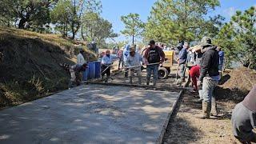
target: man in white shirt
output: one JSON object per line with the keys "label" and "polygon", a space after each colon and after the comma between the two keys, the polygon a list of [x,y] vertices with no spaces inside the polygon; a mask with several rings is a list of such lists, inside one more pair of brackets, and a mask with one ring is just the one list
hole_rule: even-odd
{"label": "man in white shirt", "polygon": [[84,63],[86,62],[83,57],[84,52],[85,51],[82,49],[80,49],[80,53],[77,56],[77,64],[83,65]]}

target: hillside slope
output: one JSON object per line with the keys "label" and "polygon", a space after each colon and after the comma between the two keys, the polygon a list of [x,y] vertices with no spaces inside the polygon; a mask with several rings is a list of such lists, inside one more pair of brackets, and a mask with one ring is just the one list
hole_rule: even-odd
{"label": "hillside slope", "polygon": [[74,43],[58,35],[0,27],[0,107],[66,89],[70,75],[58,64],[74,64],[78,49]]}

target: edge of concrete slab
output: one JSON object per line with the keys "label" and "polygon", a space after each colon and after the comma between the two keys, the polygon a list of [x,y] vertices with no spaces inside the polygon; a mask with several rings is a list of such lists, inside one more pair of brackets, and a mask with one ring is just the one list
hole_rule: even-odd
{"label": "edge of concrete slab", "polygon": [[[159,90],[158,89],[162,90],[164,89],[164,87],[159,87],[159,86],[143,86],[143,85],[134,85],[134,84],[126,84],[126,83],[111,83],[111,82],[108,82],[108,83],[105,83],[105,82],[89,82],[89,84],[97,84],[97,85],[108,85],[108,86],[131,86],[131,87],[138,87],[138,88],[155,88],[156,90]],[[164,123],[164,125],[162,126],[162,130],[161,131],[161,134],[156,142],[156,143],[158,144],[162,144],[162,139],[164,137],[164,134],[166,131],[166,128],[167,126],[169,124],[170,119],[171,118],[171,115],[173,114],[174,110],[175,110],[175,108],[177,107],[178,102],[180,100],[182,95],[184,93],[185,90],[187,90],[186,87],[178,87],[178,86],[173,86],[173,87],[169,87],[171,89],[169,89],[169,91],[171,92],[177,92],[178,90],[179,90],[179,94],[177,98],[177,101],[175,101],[175,102],[173,104],[173,106],[171,106],[171,110],[167,116],[167,118]]]}
{"label": "edge of concrete slab", "polygon": [[[174,91],[178,92],[183,90],[190,90],[186,87],[180,87],[176,86],[146,86],[146,85],[138,85],[138,84],[129,84],[129,83],[114,83],[114,82],[90,82],[89,84],[93,85],[107,85],[107,86],[130,86],[130,87],[138,87],[138,88],[143,88],[143,89],[154,89],[155,90],[166,90],[166,91]],[[168,89],[168,90],[166,90]]]}
{"label": "edge of concrete slab", "polygon": [[161,134],[160,134],[160,136],[159,136],[159,138],[158,139],[158,142],[157,142],[158,144],[162,144],[162,139],[163,139],[164,134],[165,134],[165,133],[166,131],[166,128],[167,128],[168,123],[170,122],[170,117],[173,114],[173,112],[175,110],[175,108],[177,106],[177,104],[178,104],[178,101],[181,98],[181,96],[183,94],[183,92],[184,92],[184,90],[180,90],[180,92],[178,94],[178,97],[177,98],[177,101],[172,106],[172,110],[170,110],[170,112],[169,113],[169,114],[167,116],[166,121],[165,122],[165,124],[163,126],[163,129],[162,129],[162,130],[161,132]]}

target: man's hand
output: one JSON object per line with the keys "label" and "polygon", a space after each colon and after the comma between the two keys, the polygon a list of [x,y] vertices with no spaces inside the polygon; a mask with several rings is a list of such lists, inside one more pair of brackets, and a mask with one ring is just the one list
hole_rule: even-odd
{"label": "man's hand", "polygon": [[198,81],[197,85],[198,87],[200,87],[202,86],[202,81]]}

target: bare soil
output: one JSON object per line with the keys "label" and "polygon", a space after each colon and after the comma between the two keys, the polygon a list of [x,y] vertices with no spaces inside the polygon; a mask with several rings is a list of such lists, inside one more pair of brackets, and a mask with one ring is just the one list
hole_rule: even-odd
{"label": "bare soil", "polygon": [[222,118],[200,119],[202,104],[195,93],[186,91],[172,116],[163,143],[238,143],[232,134],[231,110],[234,102],[218,102]]}

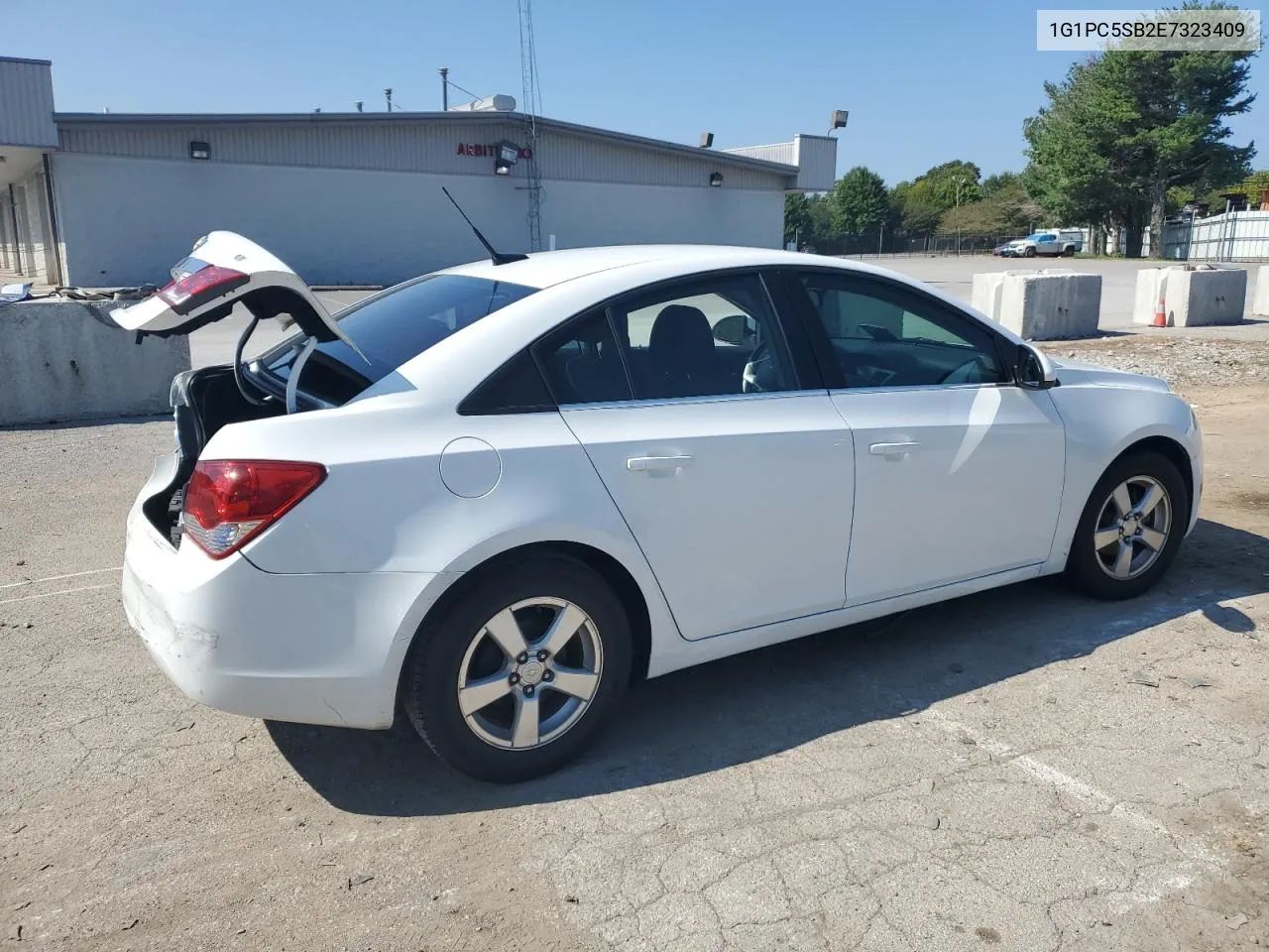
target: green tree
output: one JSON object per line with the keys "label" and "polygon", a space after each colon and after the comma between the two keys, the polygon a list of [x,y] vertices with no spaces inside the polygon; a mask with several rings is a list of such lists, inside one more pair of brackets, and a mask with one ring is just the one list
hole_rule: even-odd
{"label": "green tree", "polygon": [[811,234],[811,203],[802,192],[784,195],[784,240],[797,241]]}
{"label": "green tree", "polygon": [[891,192],[891,202],[900,212],[904,231],[930,234],[949,209],[978,201],[980,175],[973,162],[950,161],[935,165],[912,182],[898,183]]}
{"label": "green tree", "polygon": [[1076,63],[1024,123],[1029,190],[1063,223],[1124,226],[1128,254],[1140,254],[1147,222],[1162,235],[1169,189],[1246,174],[1254,143],[1227,142],[1225,121],[1255,100],[1251,56],[1117,48]]}
{"label": "green tree", "polygon": [[890,194],[881,175],[857,165],[832,187],[829,194],[832,223],[841,232],[867,235],[879,231],[890,220]]}
{"label": "green tree", "polygon": [[963,235],[1020,235],[1042,223],[1041,207],[1027,194],[1022,176],[1006,171],[982,183],[982,198],[947,212],[939,221],[940,232]]}
{"label": "green tree", "polygon": [[811,195],[807,203],[811,213],[811,234],[815,237],[827,237],[838,234],[838,223],[832,216],[832,202],[827,195]]}

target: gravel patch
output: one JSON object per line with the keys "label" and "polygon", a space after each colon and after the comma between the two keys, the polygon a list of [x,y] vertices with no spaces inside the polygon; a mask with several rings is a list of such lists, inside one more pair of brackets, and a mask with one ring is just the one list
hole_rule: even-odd
{"label": "gravel patch", "polygon": [[1245,386],[1269,381],[1269,341],[1133,335],[1053,340],[1053,357],[1162,377],[1173,387]]}

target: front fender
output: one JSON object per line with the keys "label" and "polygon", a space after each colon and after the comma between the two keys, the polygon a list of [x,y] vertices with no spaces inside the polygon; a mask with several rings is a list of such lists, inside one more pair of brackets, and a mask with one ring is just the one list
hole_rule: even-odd
{"label": "front fender", "polygon": [[1049,393],[1066,428],[1066,481],[1047,571],[1061,571],[1066,565],[1075,528],[1098,480],[1115,458],[1142,440],[1169,439],[1189,458],[1194,498],[1187,533],[1194,528],[1203,486],[1203,440],[1189,404],[1169,390],[1129,383],[1063,383]]}

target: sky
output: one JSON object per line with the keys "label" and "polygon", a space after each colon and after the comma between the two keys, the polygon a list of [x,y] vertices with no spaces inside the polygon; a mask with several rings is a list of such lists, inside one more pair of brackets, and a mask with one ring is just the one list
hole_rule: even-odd
{"label": "sky", "polygon": [[[1037,52],[1036,10],[976,0],[533,0],[542,114],[714,147],[822,135],[838,171],[888,184],[953,159],[1025,164],[1022,124],[1084,53]],[[1072,8],[1123,9],[1124,0]],[[520,99],[516,3],[48,0],[9,3],[0,55],[53,61],[60,112],[352,112],[440,108],[438,67]],[[1269,66],[1253,62],[1235,141],[1269,150]],[[450,91],[450,104],[463,99]],[[1269,166],[1264,151],[1254,160]]]}

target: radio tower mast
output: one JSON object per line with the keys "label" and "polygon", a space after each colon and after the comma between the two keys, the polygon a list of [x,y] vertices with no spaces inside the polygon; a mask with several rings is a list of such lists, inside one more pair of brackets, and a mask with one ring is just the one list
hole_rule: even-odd
{"label": "radio tower mast", "polygon": [[529,250],[542,250],[542,174],[538,169],[538,55],[533,48],[533,9],[530,0],[520,4],[520,74],[523,96],[520,110],[524,113],[524,138],[529,157],[524,164],[529,189]]}

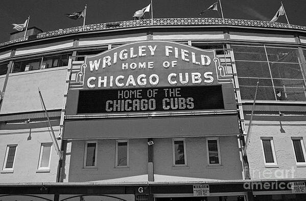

* [Problem]
Please render the listing above as a JSON list of strings, one string per line, leaving out blank lines and the pictures.

* [Result]
[
  "target: man in white shirt",
  "output: one JSON object per line with the keys \"label\" and \"polygon\", a space after each colon and after the comma between the two keys, the polygon a list of [x,y] vertices with no spaces inside the polygon; a mask with several rings is a list of such lists, inside one more pair of brackets, and a mask with one ring is just the one list",
  "hole_rule: even-odd",
  "{\"label\": \"man in white shirt\", \"polygon\": [[84,63],[86,62],[83,57],[84,52],[85,51],[82,49],[80,49],[80,53],[77,56],[77,64],[83,65]]}",
  "target: hillside slope",
  "output: one JSON object per line with the keys \"label\" and \"polygon\", a space after each colon and after the comma between the two keys, the polygon a list of [x,y] vertices with no spaces inside the polygon; a mask with several rings is a list of such lists, inside one more pair of brackets, and a mask with one ring is just the one list",
  "hole_rule: even-odd",
  "{\"label\": \"hillside slope\", \"polygon\": [[74,43],[58,35],[0,27],[0,107],[66,89],[70,75],[58,64],[74,64],[78,49]]}",
  "target: edge of concrete slab",
  "output: one JSON object per line with the keys \"label\" and \"polygon\", a space after each colon and after the comma between the two keys, the polygon a list of [x,y] vertices with no spaces inside the polygon; a mask with several rings is a list of such lists, inside one more pair of brackets, and a mask with one ring is just the one list",
  "hole_rule: even-odd",
  "{\"label\": \"edge of concrete slab\", \"polygon\": [[[159,90],[158,89],[162,90],[164,89],[164,87],[159,87],[159,86],[143,86],[143,85],[134,85],[134,84],[126,84],[126,83],[111,83],[111,82],[108,82],[108,83],[105,83],[105,82],[89,82],[89,84],[97,84],[97,85],[108,85],[108,86],[131,86],[131,87],[138,87],[138,88],[155,88],[156,90]],[[164,123],[164,125],[162,126],[162,130],[161,131],[161,134],[156,142],[156,143],[158,144],[162,144],[162,139],[164,137],[164,134],[166,131],[166,128],[167,126],[169,124],[170,119],[171,118],[171,115],[173,114],[174,110],[175,110],[175,108],[177,107],[178,102],[180,100],[182,95],[184,93],[185,90],[187,90],[186,87],[178,87],[178,86],[173,86],[173,87],[169,87],[171,89],[169,89],[169,91],[171,92],[177,92],[178,90],[179,90],[179,94],[177,98],[177,101],[175,101],[175,102],[173,104],[173,106],[171,106],[171,110],[167,116],[167,118]]]}",
  "{\"label\": \"edge of concrete slab\", \"polygon\": [[[174,91],[178,92],[183,90],[190,90],[186,87],[180,87],[176,86],[146,86],[146,85],[138,85],[138,84],[129,84],[129,83],[114,83],[114,82],[90,82],[89,84],[93,85],[107,85],[107,86],[130,86],[130,87],[138,87],[138,88],[143,88],[143,89],[154,89],[155,90],[166,90],[166,91]],[[168,89],[168,90],[166,90]]]}",
  "{\"label\": \"edge of concrete slab\", \"polygon\": [[161,134],[160,134],[160,136],[159,136],[159,138],[158,139],[158,142],[157,142],[158,144],[162,144],[162,139],[163,139],[164,134],[165,134],[165,133],[166,131],[166,128],[167,128],[168,123],[170,122],[170,117],[173,114],[173,112],[175,110],[175,108],[177,106],[177,104],[178,104],[178,101],[181,98],[181,96],[183,94],[183,92],[184,92],[184,90],[180,90],[180,92],[178,94],[178,97],[177,98],[177,101],[172,106],[172,110],[170,110],[170,112],[169,113],[169,114],[167,116],[166,121],[165,122],[165,124],[163,126],[163,129],[162,129],[162,130],[161,132]]}",
  "target: man's hand",
  "output: one JSON object per line with the keys \"label\" and \"polygon\", a space after each colon and after the comma between the two keys, the polygon a list of [x,y] vertices with no spaces inside the polygon; a mask with several rings is a list of such lists, inside one more pair of brackets, and a mask with one ring is just the one list",
  "hole_rule: even-odd",
  "{\"label\": \"man's hand\", \"polygon\": [[198,81],[197,85],[198,87],[200,87],[202,86],[202,81]]}",
  "target: bare soil",
  "output: one JSON object per line with the keys \"label\" and \"polygon\", a space after each colon and after the comma between the two keys, the polygon a list of [x,y] vertices with no spaces inside the polygon; a mask with several rings is a list of such lists, inside one more pair of brackets, and a mask with one ring is just the one list",
  "hole_rule: even-odd",
  "{\"label\": \"bare soil\", \"polygon\": [[222,118],[200,119],[202,104],[195,93],[186,91],[172,116],[163,143],[238,143],[232,134],[231,110],[234,102],[218,102]]}",
  "target: green tree",
  "output: one JSON object per line with the keys \"label\" and \"polygon\", a space after each colon and after the comma between the two keys, the polygon a list of [x,y] vertices with no spaces inside the polygon; a mask with several rings is a list of such lists, inside one more pair of brackets, and a mask with one ring is just the one list",
  "hole_rule: even-odd",
  "{\"label\": \"green tree\", \"polygon\": [[811,234],[811,203],[802,192],[784,195],[784,240],[797,241]]}",
  "{\"label\": \"green tree\", \"polygon\": [[891,192],[891,202],[900,212],[904,231],[930,234],[949,209],[978,201],[980,175],[973,162],[950,161],[935,165],[912,182],[898,183]]}",
  "{\"label\": \"green tree\", \"polygon\": [[1076,63],[1024,123],[1029,190],[1063,223],[1124,226],[1128,254],[1140,254],[1147,222],[1162,235],[1169,189],[1246,174],[1254,143],[1227,142],[1225,121],[1255,100],[1251,56],[1117,48]]}",
  "{\"label\": \"green tree\", \"polygon\": [[890,194],[881,175],[857,165],[832,187],[829,194],[832,223],[841,232],[867,235],[879,231],[890,220]]}",
  "{\"label\": \"green tree\", \"polygon\": [[963,235],[1020,235],[1042,223],[1041,207],[1027,194],[1022,176],[1006,171],[982,183],[982,198],[947,212],[939,221],[940,232]]}",
  "{\"label\": \"green tree\", \"polygon\": [[811,195],[807,203],[811,213],[811,234],[815,237],[827,237],[838,234],[838,223],[832,216],[832,202],[827,195]]}",
  "target: gravel patch",
  "output: one JSON object per line with the keys \"label\" and \"polygon\", a space after each colon and after the comma between the two keys, the polygon a list of [x,y] vertices with no spaces inside the polygon; a mask with several rings is a list of such lists, inside one more pair of brackets, and a mask with one ring is just the one list",
  "hole_rule: even-odd",
  "{\"label\": \"gravel patch\", \"polygon\": [[1245,386],[1269,381],[1269,341],[1133,335],[1053,340],[1053,357],[1162,377],[1173,387]]}",
  "target: front fender",
  "output: one JSON object per line with the keys \"label\" and \"polygon\", a space after each colon and after the comma between the two keys, the polygon a list of [x,y] vertices with no spaces inside the polygon; a mask with several rings is a list of such lists, inside one more pair of brackets, and a mask with one ring is just the one list",
  "hole_rule: even-odd",
  "{\"label\": \"front fender\", \"polygon\": [[1049,393],[1066,428],[1066,481],[1047,571],[1061,571],[1066,565],[1075,528],[1098,480],[1115,458],[1142,440],[1169,439],[1189,458],[1194,498],[1187,533],[1194,528],[1203,486],[1203,440],[1189,404],[1169,390],[1129,383],[1063,383]]}",
  "target: sky",
  "output: one JSON object per line with the keys \"label\" and \"polygon\", a space after each colon and after the comma between the two keys, the polygon a list of [x,y] vertices with no spaces inside the polygon; a mask with several rings is a list of such lists, inside one more pair of brackets, and a mask with one ring is just the one list",
  "hole_rule: even-odd",
  "{\"label\": \"sky\", \"polygon\": [[[1037,52],[1036,10],[976,0],[533,0],[542,114],[714,147],[822,135],[838,171],[888,184],[953,159],[1025,164],[1022,124],[1084,53]],[[1072,8],[1123,9],[1124,0]],[[520,99],[516,3],[48,0],[9,3],[0,55],[53,61],[60,112],[352,112],[440,108],[438,67]],[[1269,66],[1253,62],[1235,141],[1269,150]],[[450,91],[450,104],[463,99]],[[1269,166],[1264,151],[1254,160]]]}",
  "target: radio tower mast",
  "output: one JSON object per line with the keys \"label\" and \"polygon\", a space after each colon and after the comma between the two keys, the polygon a list of [x,y] vertices with no spaces inside the polygon; a mask with several rings is a list of such lists, inside one more pair of brackets, and a mask with one ring is just the one list",
  "hole_rule: even-odd",
  "{\"label\": \"radio tower mast\", \"polygon\": [[529,250],[542,250],[542,174],[538,169],[538,55],[533,48],[533,9],[530,0],[520,4],[520,74],[523,96],[520,110],[524,113],[524,138],[529,157],[524,164],[529,189]]}"
]